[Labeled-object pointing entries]
───

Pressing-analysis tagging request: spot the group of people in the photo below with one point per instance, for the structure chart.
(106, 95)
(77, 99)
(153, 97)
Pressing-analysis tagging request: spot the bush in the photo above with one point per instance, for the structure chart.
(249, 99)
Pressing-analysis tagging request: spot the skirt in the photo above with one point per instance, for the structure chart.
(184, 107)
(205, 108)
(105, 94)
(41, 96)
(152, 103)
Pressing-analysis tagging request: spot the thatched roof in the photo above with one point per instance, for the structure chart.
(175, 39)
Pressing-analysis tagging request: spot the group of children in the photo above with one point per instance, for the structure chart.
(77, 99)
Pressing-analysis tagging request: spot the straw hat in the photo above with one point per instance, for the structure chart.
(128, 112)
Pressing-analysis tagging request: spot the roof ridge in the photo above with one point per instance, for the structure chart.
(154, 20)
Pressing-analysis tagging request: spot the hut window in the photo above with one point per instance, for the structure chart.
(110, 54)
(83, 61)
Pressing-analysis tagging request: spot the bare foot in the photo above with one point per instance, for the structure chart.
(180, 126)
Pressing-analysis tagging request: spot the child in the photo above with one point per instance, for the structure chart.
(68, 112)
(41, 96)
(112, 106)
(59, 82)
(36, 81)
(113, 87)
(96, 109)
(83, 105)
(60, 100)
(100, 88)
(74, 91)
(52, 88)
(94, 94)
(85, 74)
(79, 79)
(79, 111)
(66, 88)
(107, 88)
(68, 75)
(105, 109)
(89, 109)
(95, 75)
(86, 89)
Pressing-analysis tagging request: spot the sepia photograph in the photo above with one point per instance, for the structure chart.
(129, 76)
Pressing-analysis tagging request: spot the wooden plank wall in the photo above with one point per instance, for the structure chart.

───

_Task description_. Output the listing above without altering a single character.

_Task output_.
Pressing-analysis tagging request: spot the group of people in the photo below with one point per instance, for the structure chart.
(106, 95)
(77, 99)
(153, 97)
Pressing-analysis tagging request: spot the bush in the photo above with one point per instance, for the structure chart.
(249, 99)
Pressing-analysis tagging request: spot the skirt in the photo above with one point per instance, for the structure chart.
(184, 107)
(205, 108)
(105, 94)
(41, 96)
(152, 103)
Pressing-analysis tagging request: spot the thatched roof in the photo above with one point per instance, for the structure chart.
(175, 39)
Pressing-analysis tagging request: spot the group of children in the photo above with one point per instance, for the structure chart.
(77, 99)
Pressing-analysis tagging request: spot the straw hat in the photo above with one point per instance, for the structure chart.
(128, 112)
Pressing-analysis tagging request: spot the roof ridge in the photo above with one point per instance, for the structure chart.
(154, 20)
Pressing-analysis tagging request: spot the hut window in the photo above with one point per instance, for the structure chart.
(110, 54)
(83, 61)
Pressing-analysis tagging request: spot the bare foot in the photo above with one point per instance, for the structure chart.
(180, 126)
Pressing-analysis tagging request: spot the child in the photo above with one point per instance, for the structure chart.
(68, 112)
(41, 96)
(112, 106)
(59, 82)
(36, 81)
(113, 87)
(96, 109)
(83, 105)
(60, 100)
(100, 88)
(74, 91)
(52, 88)
(94, 94)
(85, 74)
(79, 79)
(79, 111)
(66, 88)
(107, 88)
(68, 75)
(105, 109)
(89, 109)
(95, 75)
(86, 89)
Pressing-analysis tagging request: spot the sepia photograph in the photo above with one point per instance, for the structure chart.
(129, 76)
Pressing-analysis tagging request: spot the wooden plank wall in the photo above with one point per instance, for the structure chart.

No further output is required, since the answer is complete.